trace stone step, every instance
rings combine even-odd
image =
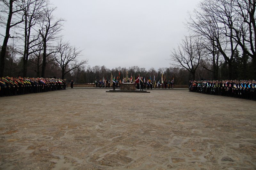
[[[139,90],[110,90],[109,91],[106,91],[106,92],[127,92],[127,93],[150,93],[150,92],[147,92],[146,90],[140,91]]]

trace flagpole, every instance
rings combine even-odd
[[[139,86],[140,87],[140,73],[139,73]]]

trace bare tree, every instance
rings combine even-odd
[[[57,46],[56,51],[53,53],[56,66],[60,67],[61,78],[65,74],[72,70],[87,64],[88,60],[79,61],[78,57],[82,55],[82,50],[71,46],[69,42],[63,42],[61,40]]]
[[[256,0],[236,0],[234,6],[239,20],[230,26],[235,33],[232,38],[252,58],[256,77]]]
[[[199,39],[186,37],[182,40],[177,49],[174,48],[171,55],[171,65],[187,69],[195,78],[196,71],[203,55],[203,48]]]
[[[201,64],[203,68],[212,72],[213,78],[217,80],[219,69],[223,63],[216,42],[218,40],[216,37],[218,37],[219,40],[220,40],[220,31],[217,23],[212,20],[207,15],[206,11],[202,10],[199,6],[198,10],[195,10],[193,14],[189,14],[187,27],[192,31],[194,36],[202,38],[204,48],[207,55],[204,56],[205,58],[202,58]],[[206,64],[205,61],[210,62],[212,65]]]
[[[24,25],[20,26],[24,30],[22,34],[24,41],[23,52],[23,76],[26,77],[28,62],[29,55],[35,51],[32,49],[41,43],[39,35],[36,31],[44,16],[43,9],[48,2],[46,0],[22,0]],[[38,43],[35,43],[38,42]],[[41,50],[38,49],[37,50]]]
[[[64,21],[61,18],[55,19],[52,13],[56,9],[56,7],[51,7],[48,5],[46,6],[44,10],[44,16],[40,23],[39,33],[42,40],[43,48],[41,76],[42,77],[44,76],[46,58],[55,52],[52,49],[50,50],[49,46],[50,46],[52,42],[61,37],[60,33],[62,30],[63,23]],[[47,50],[48,51],[46,54]]]
[[[20,1],[18,0],[10,0],[9,2],[6,0],[1,0],[1,12],[4,14],[8,15],[8,17],[6,23],[5,34],[1,47],[1,54],[0,55],[0,77],[4,76],[4,59],[5,57],[6,47],[8,40],[10,37],[10,31],[11,28],[23,22],[23,18],[17,18],[13,19],[12,17],[22,10],[20,5]],[[1,22],[4,17],[1,17]],[[4,22],[3,22],[4,24]]]

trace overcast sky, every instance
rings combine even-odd
[[[170,66],[171,50],[187,34],[188,11],[200,1],[50,1],[56,17],[67,20],[64,40],[84,49],[80,58],[88,65],[157,70]]]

------------------------------

Retype the entries starting at the first line and ending at the line that contains "[[[139,86],[140,87],[140,73],[139,73]]]", leaving the pictures out.

▸ EXERCISE RESULT:
trace stone step, every instance
rings combine even-odd
image =
[[[139,90],[110,90],[109,91],[106,91],[106,92],[127,92],[127,93],[150,93],[150,92],[147,92],[146,90],[140,91]]]

trace flagpole, every instance
rings combine even-odd
[[[139,86],[140,87],[140,73],[139,73]]]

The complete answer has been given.